Excerpts of pointing data »
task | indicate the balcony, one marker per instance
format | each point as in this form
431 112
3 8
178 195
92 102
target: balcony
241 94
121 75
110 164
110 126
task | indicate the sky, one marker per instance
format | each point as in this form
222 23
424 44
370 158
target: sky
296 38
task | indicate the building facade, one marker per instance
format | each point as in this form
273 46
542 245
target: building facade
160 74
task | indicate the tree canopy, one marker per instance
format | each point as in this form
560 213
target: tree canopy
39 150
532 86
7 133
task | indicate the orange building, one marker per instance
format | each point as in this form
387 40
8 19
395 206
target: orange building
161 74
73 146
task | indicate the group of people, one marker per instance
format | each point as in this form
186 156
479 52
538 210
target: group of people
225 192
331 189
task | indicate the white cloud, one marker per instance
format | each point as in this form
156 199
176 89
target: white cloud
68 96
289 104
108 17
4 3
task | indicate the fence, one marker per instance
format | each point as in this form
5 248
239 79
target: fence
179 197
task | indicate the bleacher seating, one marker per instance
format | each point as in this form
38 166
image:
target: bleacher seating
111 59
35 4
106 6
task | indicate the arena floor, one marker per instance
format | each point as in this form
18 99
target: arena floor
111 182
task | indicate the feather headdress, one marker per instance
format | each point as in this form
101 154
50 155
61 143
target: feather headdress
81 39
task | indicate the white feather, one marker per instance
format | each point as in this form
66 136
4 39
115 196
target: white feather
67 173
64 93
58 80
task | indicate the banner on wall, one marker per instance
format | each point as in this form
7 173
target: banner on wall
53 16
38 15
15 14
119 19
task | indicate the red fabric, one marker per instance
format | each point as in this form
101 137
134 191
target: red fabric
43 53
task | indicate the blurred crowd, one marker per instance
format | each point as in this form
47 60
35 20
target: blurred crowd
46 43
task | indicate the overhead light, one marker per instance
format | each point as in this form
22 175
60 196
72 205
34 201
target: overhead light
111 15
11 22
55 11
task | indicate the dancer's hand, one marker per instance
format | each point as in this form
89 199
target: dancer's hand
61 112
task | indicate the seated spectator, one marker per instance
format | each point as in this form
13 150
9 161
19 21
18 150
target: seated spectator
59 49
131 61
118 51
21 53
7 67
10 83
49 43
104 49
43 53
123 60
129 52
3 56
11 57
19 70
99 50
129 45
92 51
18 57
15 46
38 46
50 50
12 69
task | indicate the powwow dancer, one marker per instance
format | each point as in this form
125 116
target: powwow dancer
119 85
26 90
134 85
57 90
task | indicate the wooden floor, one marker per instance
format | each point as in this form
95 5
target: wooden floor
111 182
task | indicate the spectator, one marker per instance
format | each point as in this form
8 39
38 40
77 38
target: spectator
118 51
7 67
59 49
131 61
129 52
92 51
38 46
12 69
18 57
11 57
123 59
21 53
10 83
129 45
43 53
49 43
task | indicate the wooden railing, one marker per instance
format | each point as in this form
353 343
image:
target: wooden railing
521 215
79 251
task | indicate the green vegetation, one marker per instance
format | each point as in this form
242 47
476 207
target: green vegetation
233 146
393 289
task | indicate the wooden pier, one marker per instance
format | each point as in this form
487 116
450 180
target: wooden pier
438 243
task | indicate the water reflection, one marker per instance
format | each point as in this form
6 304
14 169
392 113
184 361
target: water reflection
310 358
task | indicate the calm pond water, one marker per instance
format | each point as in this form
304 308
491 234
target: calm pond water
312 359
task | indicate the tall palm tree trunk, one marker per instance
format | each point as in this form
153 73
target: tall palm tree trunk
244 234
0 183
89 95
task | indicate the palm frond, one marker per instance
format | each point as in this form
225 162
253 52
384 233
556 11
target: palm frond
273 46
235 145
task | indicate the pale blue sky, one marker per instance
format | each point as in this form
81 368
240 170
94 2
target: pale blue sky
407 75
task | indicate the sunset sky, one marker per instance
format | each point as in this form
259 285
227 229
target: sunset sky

What the exercise asks »
Write out the entries in full, exactly as given.

Output for this task »
task | indicate the balcony, one marker per instance
format | each point as in this form
431 112
3 8
178 195
92 102
target: balcony
241 94
121 75
110 164
110 126
task | indicate the sky, one marker per instance
format | each point as in this form
222 23
424 44
370 158
target: sky
296 38
task | indicate the building facade, one marker per instance
format | each point as in this form
273 46
542 245
target: building facade
160 74
task | indicate the tree canopy, one marker per instance
format | each point as in this form
560 213
target: tree canopy
39 150
532 86
7 133
task | indicate the orange building, one marker per instance
format | each point as in this form
387 40
8 19
395 206
target: orange building
161 74
73 146
task | indicate the group of people, one marker per instance
format | each point as in this form
186 156
479 52
538 210
target: group of people
225 192
331 189
task | indicate the white cloud, one marker per instance
format | each point as in this form
156 199
176 89
target: white cloud
68 96
289 104
108 17
4 3
task | indicate the fence, one marker per instance
format | each point as in this form
5 248
239 79
target: fence
179 197
task | indicate the bleacher seating, one marker per instance
format | each point as in this form
38 166
image:
target: bleacher seating
111 59
35 4
106 6
task | indicate the arena floor, one marker per instance
format | each point as in this form
18 99
target: arena floor
111 182
task | indicate the feather headdress, one marker per instance
format | each point as in this form
101 154
50 155
61 143
target: feather headdress
81 39
task | indicate the white feather, one marker per instance
format | each point as in this form
66 136
4 39
115 196
target: white feather
67 173
64 93
58 80
task | indicate the banner on wall, one marker per instance
format | each point as in this form
7 173
target: banner on wall
53 16
38 15
15 14
119 19
task | indicate the red fabric, one marker per instance
format | each point as in this form
101 137
134 191
target: red fabric
43 53
task | indicate the blurred crowd, one marker per instance
format | each point as in this form
47 60
35 20
target: blurred crowd
46 43
task | indicate the overhead light, one marker per instance
format | each point as in this form
22 175
60 196
72 205
34 201
target: overhead light
111 15
11 22
55 11
task | indicate the dancer's hand, one marker per instance
format | each point as in this form
89 199
target: dancer's hand
61 112
task | indicate the seated spectator, one marker per instance
format | each point as in this form
13 150
9 161
19 21
18 150
target: seated spectator
59 49
131 61
118 51
21 53
7 67
10 83
49 43
104 49
43 53
123 60
129 52
3 56
11 57
19 70
99 50
129 45
92 51
18 57
15 46
38 46
50 50
12 69
task | indicate the powwow dancer, one marker per instance
format | each point as in this form
125 116
target: powwow dancer
119 85
26 90
134 85
57 90
task | indicate the wooden floor, one marker per instance
format | each point as in this form
95 5
target: wooden floor
111 182
task | indicate the spectator, one marker per instance
format | each point as in this form
8 39
38 40
77 38
target: spectator
118 51
7 67
59 49
131 61
129 52
92 51
38 46
12 69
18 57
11 57
123 59
21 53
10 83
129 45
43 53
49 43
task | indicate the wooden railing, one marker per instance
format | each point as in this form
353 343
image:
target: wooden railing
521 215
79 251
task | indicate the green vegetation, one marker per instance
format | each point as in this form
242 47
476 207
target: green vegetation
233 146
393 289
task | indicate the wooden pier, one marker per instance
format | each point as in this form
487 116
450 180
target: wooden pier
438 243
task | indicate the water reflection, one marker per instance
format | each point as in this form
6 304
14 169
392 113
184 361
target: water reflection
310 358
task | indicate the calm pond water, one marker per instance
format | each point as in this form
304 308
491 234
target: calm pond water
312 359
task | indicate the tall palm tree trunk, one marker per instance
format | each point as in this form
153 73
target: tall palm tree trunk
244 234
0 183
89 95
task | indicate the palm frond, one marker per instance
format | each point as in this form
225 162
253 52
384 233
556 11
target: palm frond
273 46
235 145
task | indicate the pale blue sky, one marker per instance
format | each point as in this form
81 368
240 170
94 2
target: pale blue sky
407 75
task | indicate the sunset sky, one marker per instance
format | each point as in this form
259 285
227 229
target: sunset sky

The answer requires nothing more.